Could you print every record below exactly as it appears?

◆ Outline labeling records ◆
#####

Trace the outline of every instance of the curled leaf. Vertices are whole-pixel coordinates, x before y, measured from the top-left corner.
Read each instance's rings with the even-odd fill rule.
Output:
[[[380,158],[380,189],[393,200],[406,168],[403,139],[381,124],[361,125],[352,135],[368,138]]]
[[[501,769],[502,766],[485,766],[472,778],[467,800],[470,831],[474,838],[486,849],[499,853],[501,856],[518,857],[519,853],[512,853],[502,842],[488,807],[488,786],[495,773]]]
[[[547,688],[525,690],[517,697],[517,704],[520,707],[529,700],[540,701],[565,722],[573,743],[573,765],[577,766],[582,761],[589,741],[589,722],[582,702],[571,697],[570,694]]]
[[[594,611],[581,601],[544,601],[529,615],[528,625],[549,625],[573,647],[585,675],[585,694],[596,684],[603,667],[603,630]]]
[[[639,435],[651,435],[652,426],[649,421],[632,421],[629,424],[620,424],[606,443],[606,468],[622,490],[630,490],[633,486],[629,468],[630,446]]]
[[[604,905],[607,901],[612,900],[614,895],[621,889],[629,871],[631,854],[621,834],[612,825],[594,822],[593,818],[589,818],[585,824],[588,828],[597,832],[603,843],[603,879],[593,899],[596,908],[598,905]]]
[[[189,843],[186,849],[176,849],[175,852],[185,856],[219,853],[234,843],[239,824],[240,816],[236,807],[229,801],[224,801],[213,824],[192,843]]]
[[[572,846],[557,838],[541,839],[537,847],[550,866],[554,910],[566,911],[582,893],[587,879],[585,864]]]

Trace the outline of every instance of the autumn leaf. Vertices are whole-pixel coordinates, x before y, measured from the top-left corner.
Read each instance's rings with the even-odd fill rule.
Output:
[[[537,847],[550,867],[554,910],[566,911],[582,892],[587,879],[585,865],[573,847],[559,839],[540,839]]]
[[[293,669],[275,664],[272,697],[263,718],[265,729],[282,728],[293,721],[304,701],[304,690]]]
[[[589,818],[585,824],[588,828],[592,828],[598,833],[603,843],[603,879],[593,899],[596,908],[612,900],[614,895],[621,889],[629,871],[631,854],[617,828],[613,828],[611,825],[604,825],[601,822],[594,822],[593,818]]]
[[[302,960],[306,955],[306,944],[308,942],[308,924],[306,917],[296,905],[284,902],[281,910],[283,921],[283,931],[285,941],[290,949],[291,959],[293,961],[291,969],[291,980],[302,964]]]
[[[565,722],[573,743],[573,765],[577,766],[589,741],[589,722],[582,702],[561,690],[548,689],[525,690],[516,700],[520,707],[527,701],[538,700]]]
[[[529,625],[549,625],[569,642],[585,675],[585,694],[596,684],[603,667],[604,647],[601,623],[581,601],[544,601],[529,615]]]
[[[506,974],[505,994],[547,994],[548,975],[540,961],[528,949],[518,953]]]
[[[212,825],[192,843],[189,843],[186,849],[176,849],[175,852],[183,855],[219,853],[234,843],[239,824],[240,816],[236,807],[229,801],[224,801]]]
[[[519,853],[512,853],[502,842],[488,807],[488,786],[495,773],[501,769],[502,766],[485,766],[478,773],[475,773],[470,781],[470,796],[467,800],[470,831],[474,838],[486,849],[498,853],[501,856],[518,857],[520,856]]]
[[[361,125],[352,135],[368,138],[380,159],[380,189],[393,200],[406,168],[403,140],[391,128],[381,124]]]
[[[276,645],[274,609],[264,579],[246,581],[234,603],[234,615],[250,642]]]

#####

◆ Exercise output ◆
Trace the outline of every instance of the curled leaf. Vertices are whole-pixel coordinates, x before y, measured from the top-left corner.
Read each instance's rings with the even-odd fill rule.
Output:
[[[380,158],[380,189],[393,200],[406,168],[403,139],[381,124],[361,125],[352,135],[368,138]]]
[[[501,769],[502,766],[485,766],[472,778],[467,800],[470,831],[474,838],[486,849],[499,853],[501,856],[518,857],[519,853],[512,853],[502,842],[488,807],[488,786],[495,773]]]
[[[547,688],[525,690],[517,697],[517,704],[520,707],[529,700],[540,701],[565,722],[573,743],[573,765],[577,766],[582,761],[589,741],[589,722],[582,702],[571,697],[570,694]]]
[[[594,611],[581,601],[544,601],[529,615],[528,625],[549,625],[573,647],[585,675],[585,694],[596,684],[603,667],[603,630]]]
[[[639,435],[651,435],[652,426],[649,421],[632,421],[629,424],[620,424],[606,443],[606,468],[622,490],[630,490],[633,486],[629,468],[630,446]]]
[[[604,905],[607,901],[612,900],[614,895],[621,889],[629,871],[631,854],[621,834],[612,825],[594,822],[593,818],[589,818],[585,824],[588,828],[597,832],[603,843],[603,879],[593,899],[596,908],[598,905]]]
[[[189,843],[186,849],[176,849],[175,852],[185,856],[219,853],[234,843],[239,824],[240,816],[236,807],[229,801],[224,801],[213,824],[192,843]]]
[[[572,846],[557,838],[541,839],[537,847],[550,866],[554,910],[566,911],[582,893],[587,879],[585,864]]]

Trace the outline of every instance of the autumn leaf. Vertices are whole-pixel coordinates, x before y, measured from the top-left corner.
Read each instance's rings with the even-odd fill rule.
Output:
[[[537,847],[550,867],[554,910],[566,911],[582,892],[587,879],[585,865],[573,847],[559,839],[540,839]]]
[[[293,669],[275,664],[272,697],[263,718],[265,729],[282,728],[293,721],[304,701],[304,690]]]
[[[589,818],[585,824],[588,828],[592,828],[598,833],[603,843],[603,879],[593,899],[596,908],[612,900],[614,895],[621,889],[629,871],[631,854],[617,828],[613,828],[611,825],[604,825],[601,822],[594,822],[593,818]]]
[[[302,960],[306,955],[306,944],[308,942],[308,924],[306,917],[296,905],[284,902],[281,910],[283,921],[283,931],[285,941],[290,949],[291,959],[293,961],[291,969],[291,980],[302,964]]]
[[[565,722],[573,743],[573,765],[577,766],[589,741],[589,722],[582,702],[561,690],[548,689],[525,690],[516,700],[520,707],[527,701],[538,700]]]
[[[529,625],[549,625],[569,642],[585,675],[585,694],[596,684],[603,667],[604,647],[601,623],[581,601],[544,601],[529,615]]]
[[[506,974],[505,994],[547,994],[548,975],[540,961],[528,949],[518,953]]]
[[[212,825],[192,843],[189,843],[186,849],[176,849],[175,852],[183,855],[219,853],[234,843],[239,824],[240,816],[236,807],[229,801],[224,801]]]
[[[519,853],[512,853],[502,842],[488,807],[488,786],[495,773],[501,769],[502,766],[485,766],[478,773],[475,773],[470,781],[470,796],[467,800],[470,831],[474,838],[486,849],[498,853],[501,856],[518,857],[520,856]]]
[[[361,125],[352,135],[368,138],[380,159],[380,189],[393,200],[406,168],[403,140],[391,128],[381,124]]]
[[[276,645],[274,609],[264,579],[246,581],[234,603],[234,615],[250,642]]]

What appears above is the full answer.